Segmentation mask data:
* * * * * * * * *

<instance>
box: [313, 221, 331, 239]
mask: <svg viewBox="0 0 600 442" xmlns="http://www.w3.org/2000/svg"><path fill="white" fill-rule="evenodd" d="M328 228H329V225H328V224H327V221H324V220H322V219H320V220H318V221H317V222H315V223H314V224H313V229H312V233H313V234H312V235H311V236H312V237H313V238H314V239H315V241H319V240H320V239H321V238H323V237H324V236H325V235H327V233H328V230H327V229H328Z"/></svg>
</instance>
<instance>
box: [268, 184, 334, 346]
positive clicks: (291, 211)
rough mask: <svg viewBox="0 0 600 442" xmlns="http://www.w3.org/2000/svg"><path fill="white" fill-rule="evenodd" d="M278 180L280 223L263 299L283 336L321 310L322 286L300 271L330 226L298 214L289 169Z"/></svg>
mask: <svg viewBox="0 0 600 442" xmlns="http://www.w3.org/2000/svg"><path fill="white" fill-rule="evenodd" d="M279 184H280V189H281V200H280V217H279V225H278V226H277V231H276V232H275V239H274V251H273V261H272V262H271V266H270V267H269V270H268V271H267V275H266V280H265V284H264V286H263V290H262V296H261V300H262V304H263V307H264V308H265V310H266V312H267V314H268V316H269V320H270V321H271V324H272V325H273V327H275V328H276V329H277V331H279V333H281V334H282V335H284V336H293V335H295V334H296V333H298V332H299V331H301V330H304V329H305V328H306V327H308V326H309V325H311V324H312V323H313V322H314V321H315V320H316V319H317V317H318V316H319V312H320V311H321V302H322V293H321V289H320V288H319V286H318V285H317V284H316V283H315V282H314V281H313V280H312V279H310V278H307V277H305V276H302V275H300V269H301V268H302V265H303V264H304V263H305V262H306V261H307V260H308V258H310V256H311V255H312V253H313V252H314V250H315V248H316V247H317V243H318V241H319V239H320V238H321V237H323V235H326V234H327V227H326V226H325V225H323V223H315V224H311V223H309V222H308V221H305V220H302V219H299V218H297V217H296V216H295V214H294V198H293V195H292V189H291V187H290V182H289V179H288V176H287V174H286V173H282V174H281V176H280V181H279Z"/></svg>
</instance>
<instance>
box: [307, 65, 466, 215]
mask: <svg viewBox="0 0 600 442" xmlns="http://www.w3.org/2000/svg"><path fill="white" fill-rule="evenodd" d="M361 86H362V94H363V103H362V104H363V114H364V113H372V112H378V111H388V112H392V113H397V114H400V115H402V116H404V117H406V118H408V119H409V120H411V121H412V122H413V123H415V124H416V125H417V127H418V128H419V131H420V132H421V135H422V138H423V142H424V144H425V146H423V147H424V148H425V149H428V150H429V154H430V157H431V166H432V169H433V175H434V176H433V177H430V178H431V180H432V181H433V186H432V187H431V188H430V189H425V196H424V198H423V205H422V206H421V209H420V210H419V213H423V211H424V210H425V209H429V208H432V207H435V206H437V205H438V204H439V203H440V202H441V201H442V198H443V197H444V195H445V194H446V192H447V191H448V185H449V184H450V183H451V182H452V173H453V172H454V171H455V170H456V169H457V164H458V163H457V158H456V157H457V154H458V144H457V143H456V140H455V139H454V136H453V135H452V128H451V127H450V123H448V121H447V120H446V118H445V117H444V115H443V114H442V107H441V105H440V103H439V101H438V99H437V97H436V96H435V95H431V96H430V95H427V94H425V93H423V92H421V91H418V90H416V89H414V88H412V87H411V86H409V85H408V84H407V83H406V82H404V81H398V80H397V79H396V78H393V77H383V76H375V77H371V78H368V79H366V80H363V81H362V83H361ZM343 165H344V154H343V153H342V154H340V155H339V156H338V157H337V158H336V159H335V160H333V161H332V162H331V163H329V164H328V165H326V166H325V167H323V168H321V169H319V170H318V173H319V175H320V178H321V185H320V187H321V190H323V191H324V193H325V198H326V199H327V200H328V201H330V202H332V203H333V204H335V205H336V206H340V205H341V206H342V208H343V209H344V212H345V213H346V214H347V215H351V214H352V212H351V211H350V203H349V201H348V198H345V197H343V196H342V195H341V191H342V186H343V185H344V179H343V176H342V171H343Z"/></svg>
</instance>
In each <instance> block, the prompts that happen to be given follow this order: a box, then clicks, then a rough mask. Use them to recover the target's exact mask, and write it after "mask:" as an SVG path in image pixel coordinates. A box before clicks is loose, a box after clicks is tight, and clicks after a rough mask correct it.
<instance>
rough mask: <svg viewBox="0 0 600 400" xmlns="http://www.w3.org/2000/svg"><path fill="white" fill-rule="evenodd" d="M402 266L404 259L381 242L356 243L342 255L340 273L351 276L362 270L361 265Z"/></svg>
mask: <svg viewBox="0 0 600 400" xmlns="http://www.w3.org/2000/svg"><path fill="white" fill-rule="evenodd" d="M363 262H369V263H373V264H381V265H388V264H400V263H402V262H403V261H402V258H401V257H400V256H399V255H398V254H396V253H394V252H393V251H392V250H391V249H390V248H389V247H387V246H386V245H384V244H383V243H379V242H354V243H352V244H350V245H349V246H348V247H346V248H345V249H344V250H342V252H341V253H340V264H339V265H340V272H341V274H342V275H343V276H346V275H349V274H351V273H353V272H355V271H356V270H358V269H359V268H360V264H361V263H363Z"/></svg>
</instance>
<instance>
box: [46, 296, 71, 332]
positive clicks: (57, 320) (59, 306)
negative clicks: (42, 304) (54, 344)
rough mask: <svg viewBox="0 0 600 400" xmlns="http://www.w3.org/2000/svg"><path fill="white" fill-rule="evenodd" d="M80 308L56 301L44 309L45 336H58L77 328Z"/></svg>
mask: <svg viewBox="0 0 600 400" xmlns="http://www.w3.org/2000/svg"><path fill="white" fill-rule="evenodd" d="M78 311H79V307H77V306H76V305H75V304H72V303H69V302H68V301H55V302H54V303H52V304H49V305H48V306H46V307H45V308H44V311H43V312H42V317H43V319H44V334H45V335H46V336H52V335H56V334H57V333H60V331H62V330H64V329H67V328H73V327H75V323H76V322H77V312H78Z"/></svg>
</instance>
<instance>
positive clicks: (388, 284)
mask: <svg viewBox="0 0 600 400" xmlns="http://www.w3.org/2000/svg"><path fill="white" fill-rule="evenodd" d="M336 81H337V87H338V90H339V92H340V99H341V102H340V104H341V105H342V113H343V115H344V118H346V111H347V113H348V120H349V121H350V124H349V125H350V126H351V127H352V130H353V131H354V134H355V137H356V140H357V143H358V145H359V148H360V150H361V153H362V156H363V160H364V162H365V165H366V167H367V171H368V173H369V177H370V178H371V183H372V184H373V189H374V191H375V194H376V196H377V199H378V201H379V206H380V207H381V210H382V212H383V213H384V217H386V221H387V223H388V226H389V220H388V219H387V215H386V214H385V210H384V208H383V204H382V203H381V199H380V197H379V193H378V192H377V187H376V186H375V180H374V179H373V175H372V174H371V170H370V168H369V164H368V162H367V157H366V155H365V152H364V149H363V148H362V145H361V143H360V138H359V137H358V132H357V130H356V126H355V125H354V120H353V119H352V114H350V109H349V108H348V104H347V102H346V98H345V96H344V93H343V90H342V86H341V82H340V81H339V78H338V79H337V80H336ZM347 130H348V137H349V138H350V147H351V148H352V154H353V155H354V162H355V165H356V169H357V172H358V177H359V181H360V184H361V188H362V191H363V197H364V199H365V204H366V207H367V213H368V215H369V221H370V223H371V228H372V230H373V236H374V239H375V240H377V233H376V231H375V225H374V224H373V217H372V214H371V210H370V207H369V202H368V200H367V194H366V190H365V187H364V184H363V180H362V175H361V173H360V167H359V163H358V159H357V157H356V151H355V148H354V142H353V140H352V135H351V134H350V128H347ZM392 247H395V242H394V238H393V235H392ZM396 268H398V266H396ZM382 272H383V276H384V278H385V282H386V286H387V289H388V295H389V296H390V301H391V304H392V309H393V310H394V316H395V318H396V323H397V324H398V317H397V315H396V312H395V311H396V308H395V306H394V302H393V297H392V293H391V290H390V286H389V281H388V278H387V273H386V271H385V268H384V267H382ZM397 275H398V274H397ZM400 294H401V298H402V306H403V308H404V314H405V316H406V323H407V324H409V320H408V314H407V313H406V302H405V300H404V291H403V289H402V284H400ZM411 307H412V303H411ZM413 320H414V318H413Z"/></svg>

* * * * * * * * *

Task prompt:
Return exactly what appears above, from the first line of the entries to the line with "positive clicks: (291, 211)", inclusive.

Solution to this task:
<instance>
box: [313, 221, 331, 239]
mask: <svg viewBox="0 0 600 442" xmlns="http://www.w3.org/2000/svg"><path fill="white" fill-rule="evenodd" d="M328 228H329V225H328V224H327V221H324V220H322V219H320V220H318V221H317V222H315V223H314V224H313V229H312V233H313V234H312V235H311V236H312V237H313V238H314V239H315V241H319V240H320V239H321V238H323V237H324V236H325V235H327V233H328V230H327V229H328Z"/></svg>
</instance>
<instance>
box: [268, 184, 334, 346]
positive clicks: (291, 211)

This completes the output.